While these videos are a reliable content category on YouTube, the hashtag “WhatIEatInADay” has made its way to TikTok, garnering over 7.3 billion views.
If you are struggling with an eating disorder, or know someone who is, help is available. Visit the National Eating Disorders Association website or contact NEDA’s Live Helpline at 1-800-931-2237. You can also receive 24/7 Crisis Support via text (send NEDA to 741-741).
What I Eat in a Day videos are viral on TikTok
Glimpsing into your favorite fitness influencers’ lives may seem like a harmless addition to your scrolling routine, but experts on nutrition and mental health think otherwise. Allison Chase, a psychologist based in Texas tells Healthline, “The viewer could think, ‘Well, if this girl has the body I want, and this is what she’s eating, then if I eat what she eats in a day, I’ll look like that, too,'” Chase explains. “But that’s not a healthy or realistic way to achieve what is likely a very unrealistic goal. What fits the needs of one body does not fit the needs of another. Our bodies are complex machines, so to speak, and it is essential we recognize what is needed for our own health and well-being.”
TikTok is notoriously known to be an app for younger audiences — the hashtag “TooOldForTikTok” has 127 million views, and Statista’s analysis confirms that 47.4% of TikTok’s U.S. audience is between the ages of 10 and 29. Considering teens are more susceptible to eating disorders (via National Library of Medicine), this kind of content can be triggering for many. Influencers like Sarah Stevenson from “Sarah’s Day” on YouTube have come under criticism for promoting disordered eating through obsessive workout challenges and diets (via Thought Catalog). TikTok’s algorithm also bestows celebrity status to almost anybody with the right hashtag (via Later), which makes it easier to find nutrition advice from someone who isn’t certified.

Stored records
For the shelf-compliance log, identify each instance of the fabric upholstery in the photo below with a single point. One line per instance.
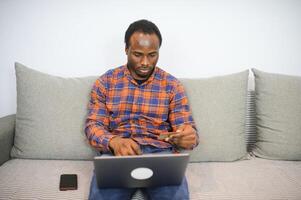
(254, 179)
(50, 116)
(218, 106)
(278, 108)
(7, 130)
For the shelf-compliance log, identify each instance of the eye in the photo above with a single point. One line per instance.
(153, 55)
(137, 54)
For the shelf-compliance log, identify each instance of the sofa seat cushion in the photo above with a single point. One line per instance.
(39, 179)
(256, 179)
(247, 179)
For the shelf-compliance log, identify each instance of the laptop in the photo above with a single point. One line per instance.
(148, 170)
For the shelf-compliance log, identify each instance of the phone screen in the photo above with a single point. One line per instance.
(68, 182)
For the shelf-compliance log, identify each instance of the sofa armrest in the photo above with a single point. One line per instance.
(7, 131)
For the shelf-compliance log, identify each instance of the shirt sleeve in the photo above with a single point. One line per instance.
(97, 122)
(179, 110)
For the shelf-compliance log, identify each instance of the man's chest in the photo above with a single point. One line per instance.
(152, 101)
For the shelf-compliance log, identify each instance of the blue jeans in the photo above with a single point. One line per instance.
(179, 192)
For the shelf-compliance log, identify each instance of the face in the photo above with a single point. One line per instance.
(143, 55)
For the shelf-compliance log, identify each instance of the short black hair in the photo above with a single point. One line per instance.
(143, 26)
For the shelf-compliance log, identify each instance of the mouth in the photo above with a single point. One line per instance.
(145, 70)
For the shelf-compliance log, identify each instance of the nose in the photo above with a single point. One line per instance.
(145, 61)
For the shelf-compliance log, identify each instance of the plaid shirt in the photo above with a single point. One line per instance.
(121, 107)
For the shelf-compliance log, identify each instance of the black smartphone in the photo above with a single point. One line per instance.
(68, 182)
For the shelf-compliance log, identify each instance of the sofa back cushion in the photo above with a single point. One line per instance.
(278, 112)
(51, 113)
(50, 116)
(218, 106)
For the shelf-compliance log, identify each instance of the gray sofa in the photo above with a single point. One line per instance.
(242, 154)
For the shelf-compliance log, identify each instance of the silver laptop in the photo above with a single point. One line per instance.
(149, 170)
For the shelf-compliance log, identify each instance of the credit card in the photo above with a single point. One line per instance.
(165, 135)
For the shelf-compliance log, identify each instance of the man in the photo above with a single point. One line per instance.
(132, 106)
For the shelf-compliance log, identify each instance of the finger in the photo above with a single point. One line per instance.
(181, 128)
(136, 149)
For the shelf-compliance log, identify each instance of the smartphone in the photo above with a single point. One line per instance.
(68, 182)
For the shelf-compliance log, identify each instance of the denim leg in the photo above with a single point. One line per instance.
(178, 192)
(109, 193)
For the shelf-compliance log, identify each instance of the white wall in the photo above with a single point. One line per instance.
(200, 38)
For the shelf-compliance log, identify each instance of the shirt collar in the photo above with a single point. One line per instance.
(127, 73)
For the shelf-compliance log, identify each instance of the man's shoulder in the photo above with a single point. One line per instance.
(166, 76)
(117, 72)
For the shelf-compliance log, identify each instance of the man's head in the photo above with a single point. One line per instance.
(142, 42)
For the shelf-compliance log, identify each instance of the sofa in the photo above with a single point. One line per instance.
(250, 141)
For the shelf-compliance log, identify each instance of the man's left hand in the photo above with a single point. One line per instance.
(185, 137)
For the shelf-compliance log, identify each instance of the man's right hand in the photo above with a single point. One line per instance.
(124, 146)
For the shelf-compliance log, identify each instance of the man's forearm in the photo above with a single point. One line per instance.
(98, 136)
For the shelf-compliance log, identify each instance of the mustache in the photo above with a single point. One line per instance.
(146, 67)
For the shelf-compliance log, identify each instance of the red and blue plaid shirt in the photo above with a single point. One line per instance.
(119, 106)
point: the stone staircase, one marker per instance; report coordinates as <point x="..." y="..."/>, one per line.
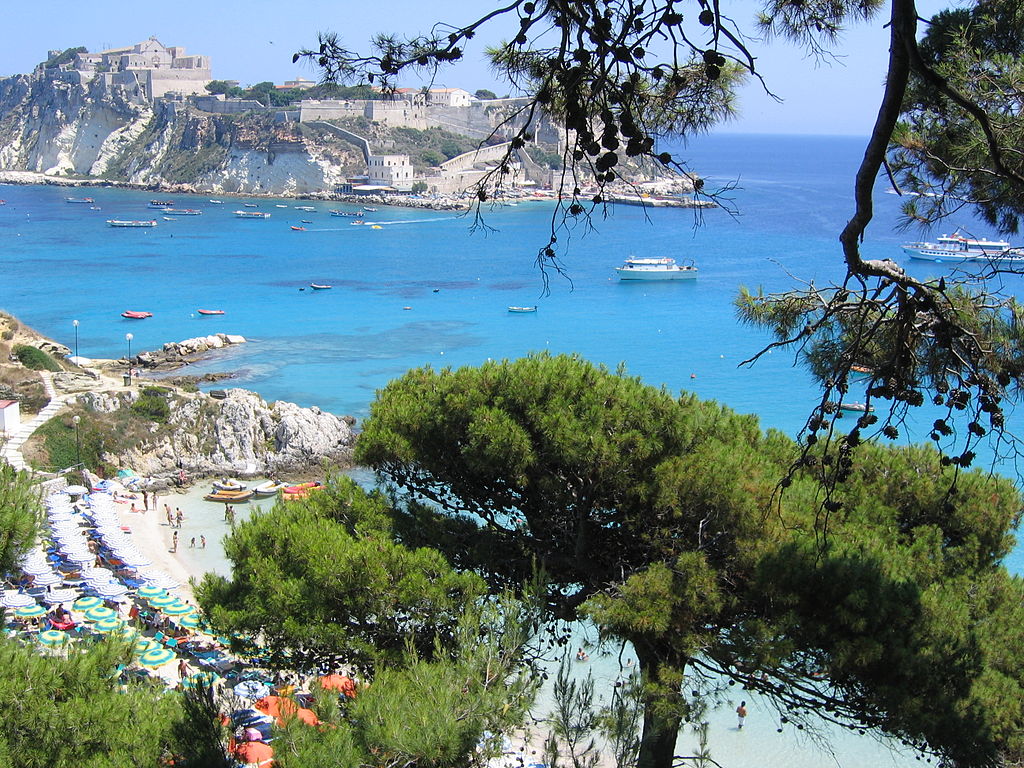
<point x="11" y="451"/>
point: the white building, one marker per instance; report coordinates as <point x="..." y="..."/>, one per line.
<point x="157" y="69"/>
<point x="450" y="97"/>
<point x="390" y="170"/>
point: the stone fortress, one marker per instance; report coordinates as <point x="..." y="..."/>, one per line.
<point x="166" y="78"/>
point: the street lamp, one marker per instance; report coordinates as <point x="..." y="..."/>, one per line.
<point x="128" y="338"/>
<point x="78" y="441"/>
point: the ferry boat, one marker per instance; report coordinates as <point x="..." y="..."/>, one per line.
<point x="955" y="247"/>
<point x="117" y="222"/>
<point x="654" y="268"/>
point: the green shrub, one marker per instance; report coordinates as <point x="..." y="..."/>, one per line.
<point x="152" y="406"/>
<point x="35" y="358"/>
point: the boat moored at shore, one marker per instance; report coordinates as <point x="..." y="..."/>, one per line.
<point x="956" y="247"/>
<point x="654" y="268"/>
<point x="130" y="224"/>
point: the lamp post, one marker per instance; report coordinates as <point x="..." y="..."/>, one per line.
<point x="128" y="338"/>
<point x="78" y="441"/>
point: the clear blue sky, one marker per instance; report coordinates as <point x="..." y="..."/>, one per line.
<point x="253" y="41"/>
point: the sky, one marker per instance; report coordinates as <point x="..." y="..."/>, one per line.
<point x="253" y="41"/>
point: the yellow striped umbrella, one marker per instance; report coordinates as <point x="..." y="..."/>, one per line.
<point x="157" y="657"/>
<point x="30" y="611"/>
<point x="177" y="609"/>
<point x="98" y="613"/>
<point x="111" y="624"/>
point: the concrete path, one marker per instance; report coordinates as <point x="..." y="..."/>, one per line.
<point x="11" y="452"/>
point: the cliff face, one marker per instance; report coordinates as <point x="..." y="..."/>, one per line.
<point x="238" y="435"/>
<point x="91" y="129"/>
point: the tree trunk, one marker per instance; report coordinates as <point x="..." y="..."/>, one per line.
<point x="663" y="709"/>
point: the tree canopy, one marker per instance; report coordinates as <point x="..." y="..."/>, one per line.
<point x="659" y="518"/>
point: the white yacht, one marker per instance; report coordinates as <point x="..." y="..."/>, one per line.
<point x="654" y="268"/>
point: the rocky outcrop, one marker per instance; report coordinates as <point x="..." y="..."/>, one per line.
<point x="240" y="435"/>
<point x="98" y="130"/>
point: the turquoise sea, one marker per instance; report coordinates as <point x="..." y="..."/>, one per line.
<point x="424" y="289"/>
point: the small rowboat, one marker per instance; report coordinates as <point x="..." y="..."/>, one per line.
<point x="117" y="222"/>
<point x="225" y="483"/>
<point x="269" y="487"/>
<point x="229" y="496"/>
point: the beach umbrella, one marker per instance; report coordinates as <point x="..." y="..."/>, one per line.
<point x="52" y="638"/>
<point x="87" y="603"/>
<point x="157" y="657"/>
<point x="104" y="626"/>
<point x="147" y="592"/>
<point x="30" y="611"/>
<point x="177" y="609"/>
<point x="98" y="613"/>
<point x="143" y="644"/>
<point x="203" y="678"/>
<point x="13" y="599"/>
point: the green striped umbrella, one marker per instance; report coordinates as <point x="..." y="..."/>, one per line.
<point x="112" y="624"/>
<point x="156" y="657"/>
<point x="30" y="611"/>
<point x="143" y="644"/>
<point x="52" y="637"/>
<point x="99" y="612"/>
<point x="200" y="678"/>
<point x="177" y="609"/>
<point x="85" y="603"/>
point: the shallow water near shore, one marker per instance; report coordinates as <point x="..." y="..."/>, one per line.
<point x="422" y="290"/>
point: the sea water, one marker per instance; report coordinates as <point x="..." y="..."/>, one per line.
<point x="423" y="289"/>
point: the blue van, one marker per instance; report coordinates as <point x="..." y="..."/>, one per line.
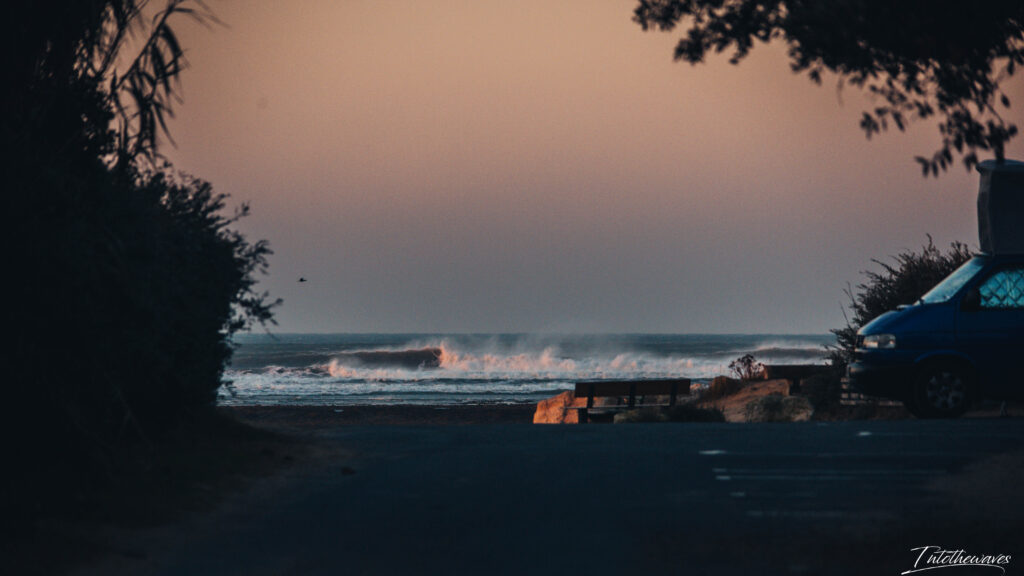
<point x="965" y="338"/>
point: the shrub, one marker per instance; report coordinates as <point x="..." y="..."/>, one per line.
<point x="904" y="281"/>
<point x="747" y="368"/>
<point x="720" y="387"/>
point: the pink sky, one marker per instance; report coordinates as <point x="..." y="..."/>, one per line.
<point x="493" y="166"/>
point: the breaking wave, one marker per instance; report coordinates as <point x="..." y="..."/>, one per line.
<point x="344" y="369"/>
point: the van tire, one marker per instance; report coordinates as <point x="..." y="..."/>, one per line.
<point x="942" y="389"/>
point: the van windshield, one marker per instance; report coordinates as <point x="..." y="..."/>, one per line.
<point x="952" y="283"/>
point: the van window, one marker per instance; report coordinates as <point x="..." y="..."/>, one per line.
<point x="948" y="287"/>
<point x="1005" y="289"/>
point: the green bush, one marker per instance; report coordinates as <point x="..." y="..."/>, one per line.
<point x="906" y="279"/>
<point x="128" y="279"/>
<point x="747" y="368"/>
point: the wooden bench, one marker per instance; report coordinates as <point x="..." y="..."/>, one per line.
<point x="632" y="391"/>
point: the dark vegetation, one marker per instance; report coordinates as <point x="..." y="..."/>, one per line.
<point x="919" y="58"/>
<point x="905" y="279"/>
<point x="127" y="279"/>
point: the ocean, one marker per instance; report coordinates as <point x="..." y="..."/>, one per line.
<point x="449" y="369"/>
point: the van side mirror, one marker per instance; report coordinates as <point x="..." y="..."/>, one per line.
<point x="971" y="300"/>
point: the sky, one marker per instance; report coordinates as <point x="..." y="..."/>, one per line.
<point x="536" y="166"/>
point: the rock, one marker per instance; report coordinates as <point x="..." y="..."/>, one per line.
<point x="734" y="405"/>
<point x="778" y="408"/>
<point x="722" y="386"/>
<point x="556" y="410"/>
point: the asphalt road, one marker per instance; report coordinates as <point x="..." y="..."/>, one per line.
<point x="816" y="498"/>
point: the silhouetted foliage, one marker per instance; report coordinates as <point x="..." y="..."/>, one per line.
<point x="920" y="58"/>
<point x="904" y="281"/>
<point x="747" y="367"/>
<point x="129" y="280"/>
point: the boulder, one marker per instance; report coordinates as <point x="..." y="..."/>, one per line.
<point x="734" y="405"/>
<point x="556" y="410"/>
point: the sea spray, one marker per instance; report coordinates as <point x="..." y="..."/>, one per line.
<point x="454" y="369"/>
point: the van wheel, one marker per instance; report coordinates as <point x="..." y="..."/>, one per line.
<point x="941" y="391"/>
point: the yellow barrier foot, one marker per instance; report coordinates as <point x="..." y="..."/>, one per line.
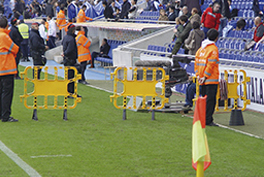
<point x="236" y="118"/>
<point x="124" y="114"/>
<point x="35" y="117"/>
<point x="153" y="115"/>
<point x="65" y="115"/>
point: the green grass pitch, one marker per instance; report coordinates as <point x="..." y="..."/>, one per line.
<point x="102" y="144"/>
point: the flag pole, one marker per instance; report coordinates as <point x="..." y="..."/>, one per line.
<point x="200" y="169"/>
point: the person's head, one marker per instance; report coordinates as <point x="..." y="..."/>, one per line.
<point x="216" y="7"/>
<point x="104" y="41"/>
<point x="257" y="21"/>
<point x="212" y="34"/>
<point x="196" y="25"/>
<point x="49" y="17"/>
<point x="241" y="23"/>
<point x="183" y="19"/>
<point x="194" y="11"/>
<point x="185" y="10"/>
<point x="177" y="20"/>
<point x="84" y="7"/>
<point x="34" y="26"/>
<point x="14" y="21"/>
<point x="171" y="9"/>
<point x="71" y="29"/>
<point x="3" y="22"/>
<point x="162" y="12"/>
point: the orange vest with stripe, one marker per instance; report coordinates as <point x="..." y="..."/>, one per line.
<point x="61" y="20"/>
<point x="83" y="44"/>
<point x="81" y="17"/>
<point x="8" y="51"/>
<point x="207" y="64"/>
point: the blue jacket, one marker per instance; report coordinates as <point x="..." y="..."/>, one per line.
<point x="69" y="49"/>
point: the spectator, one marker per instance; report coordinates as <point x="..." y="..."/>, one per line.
<point x="81" y="17"/>
<point x="24" y="31"/>
<point x="211" y="18"/>
<point x="125" y="8"/>
<point x="7" y="71"/>
<point x="83" y="44"/>
<point x="187" y="27"/>
<point x="194" y="4"/>
<point x="185" y="11"/>
<point x="133" y="9"/>
<point x="207" y="72"/>
<point x="195" y="38"/>
<point x="104" y="49"/>
<point x="37" y="48"/>
<point x="49" y="9"/>
<point x="17" y="39"/>
<point x="150" y="6"/>
<point x="259" y="31"/>
<point x="195" y="16"/>
<point x="172" y="15"/>
<point x="256" y="9"/>
<point x="163" y="16"/>
<point x="51" y="33"/>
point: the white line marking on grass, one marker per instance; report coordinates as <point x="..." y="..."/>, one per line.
<point x="60" y="155"/>
<point x="28" y="169"/>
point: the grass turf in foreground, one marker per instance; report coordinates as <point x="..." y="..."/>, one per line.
<point x="102" y="144"/>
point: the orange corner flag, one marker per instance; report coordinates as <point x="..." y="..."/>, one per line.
<point x="200" y="150"/>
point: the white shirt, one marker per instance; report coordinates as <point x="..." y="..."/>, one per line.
<point x="52" y="28"/>
<point x="42" y="31"/>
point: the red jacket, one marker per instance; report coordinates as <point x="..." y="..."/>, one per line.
<point x="211" y="19"/>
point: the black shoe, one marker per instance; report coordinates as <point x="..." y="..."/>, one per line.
<point x="213" y="124"/>
<point x="11" y="119"/>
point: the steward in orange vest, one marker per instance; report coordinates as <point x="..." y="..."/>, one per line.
<point x="81" y="17"/>
<point x="83" y="44"/>
<point x="8" y="68"/>
<point x="61" y="20"/>
<point x="207" y="71"/>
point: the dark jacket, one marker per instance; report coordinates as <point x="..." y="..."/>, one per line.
<point x="69" y="49"/>
<point x="108" y="12"/>
<point x="15" y="35"/>
<point x="49" y="10"/>
<point x="172" y="16"/>
<point x="125" y="8"/>
<point x="36" y="46"/>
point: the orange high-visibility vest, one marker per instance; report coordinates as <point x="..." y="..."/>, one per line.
<point x="207" y="64"/>
<point x="66" y="27"/>
<point x="83" y="44"/>
<point x="81" y="17"/>
<point x="61" y="20"/>
<point x="8" y="51"/>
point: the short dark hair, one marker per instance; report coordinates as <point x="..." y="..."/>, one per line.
<point x="3" y="22"/>
<point x="184" y="18"/>
<point x="212" y="34"/>
<point x="241" y="23"/>
<point x="196" y="25"/>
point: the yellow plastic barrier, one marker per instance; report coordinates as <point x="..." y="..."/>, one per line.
<point x="232" y="91"/>
<point x="56" y="87"/>
<point x="139" y="88"/>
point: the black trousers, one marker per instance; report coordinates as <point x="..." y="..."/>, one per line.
<point x="83" y="68"/>
<point x="6" y="96"/>
<point x="209" y="90"/>
<point x="71" y="84"/>
<point x="94" y="55"/>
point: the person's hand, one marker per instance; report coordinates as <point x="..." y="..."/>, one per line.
<point x="201" y="80"/>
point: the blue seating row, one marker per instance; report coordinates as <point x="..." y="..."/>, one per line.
<point x="113" y="44"/>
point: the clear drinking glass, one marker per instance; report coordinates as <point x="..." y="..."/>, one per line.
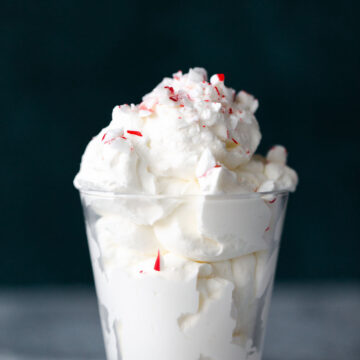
<point x="184" y="277"/>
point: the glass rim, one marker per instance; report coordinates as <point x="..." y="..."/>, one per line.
<point x="223" y="196"/>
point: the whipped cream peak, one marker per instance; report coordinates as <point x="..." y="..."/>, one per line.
<point x="187" y="129"/>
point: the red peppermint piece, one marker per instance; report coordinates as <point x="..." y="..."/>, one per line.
<point x="134" y="132"/>
<point x="171" y="89"/>
<point x="157" y="262"/>
<point x="174" y="98"/>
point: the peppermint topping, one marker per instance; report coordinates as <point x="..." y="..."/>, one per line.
<point x="157" y="262"/>
<point x="134" y="132"/>
<point x="171" y="89"/>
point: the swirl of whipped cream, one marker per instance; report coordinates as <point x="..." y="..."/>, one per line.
<point x="187" y="136"/>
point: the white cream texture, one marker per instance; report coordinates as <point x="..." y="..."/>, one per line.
<point x="188" y="136"/>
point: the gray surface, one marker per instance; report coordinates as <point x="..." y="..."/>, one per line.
<point x="317" y="322"/>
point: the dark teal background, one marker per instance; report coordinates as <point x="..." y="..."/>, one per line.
<point x="65" y="64"/>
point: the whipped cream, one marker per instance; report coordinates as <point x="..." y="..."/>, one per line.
<point x="186" y="275"/>
<point x="187" y="136"/>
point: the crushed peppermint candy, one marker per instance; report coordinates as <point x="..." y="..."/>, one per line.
<point x="157" y="262"/>
<point x="134" y="132"/>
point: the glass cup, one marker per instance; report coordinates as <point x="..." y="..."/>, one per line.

* [Set of tasks]
1) In the text on What I Eat in a Day videos, write out the part that opens with the words containing "TikTok is notoriously" and closes with "who isn’t certified.", changing "susceptible" to "vulnerable".
2) Go on with the text on What I Eat in a Day videos, picking up after its last sentence.

* [Your responses]
1)
TikTok is notoriously known to be an app for younger audiences — the hashtag “TooOldForTikTok” has 127 million views, and Statista’s analysis confirms that 47.4% of TikTok’s U.S. audience is between the ages of 10 and 29. Considering teens are more vulnerable to eating disorders (via National Library of Medicine), this kind of content can be triggering for many. Influencers like Sarah Stevenson from “Sarah’s Day” on YouTube have come under criticism for promoting disordered eating through obsessive workout challenges and diets (via Thought Catalog). TikTok’s algorithm also bestows celebrity status to almost anybody with the right hashtag (via Later), which makes it easier to find nutrition advice from someone who isn’t certified.

2)
Diet videos are getting more realistic on TikTok
“When it comes to weight loss, people often look for the quickest way. Social media has made it easier now than ever before to get nutrition advice but, unfortunately, that advice is not always accurate,” registered dietitian Leah Forristall tells Healthline. Some dietitians like Abbey Sharp have taken to YouTube to analyze and review influencer diets for their audiences.
However, many TikTokers are catching onto the fact these videos are basically repackaged diet cultures that boldly sidestep body diversity.”This is so problematic, because the vast majority of the time, the videos are being done by thin, able-bodied, younger white women — women with an immense amount of body privilege,” Colleen Reichmann, a Philadelphia-based clinical psychologist, tells Health.
Digital creators like Trisha Paytas began posting videos of “realistic” days of eating — as real as it can get on social media, anyway. Other video creators followed suit, and captions like “what I eat in a day as a chubby person who doesn’t want to lose weight” or “what I eat in a day in ED recovery” began to gain traction. These videos feature carbs in all their glory and promote nothing but feeling good in one’s body.
As a verdict: do your research, eat your carbs and avoid the “What I Eat in a Day” binge-watch.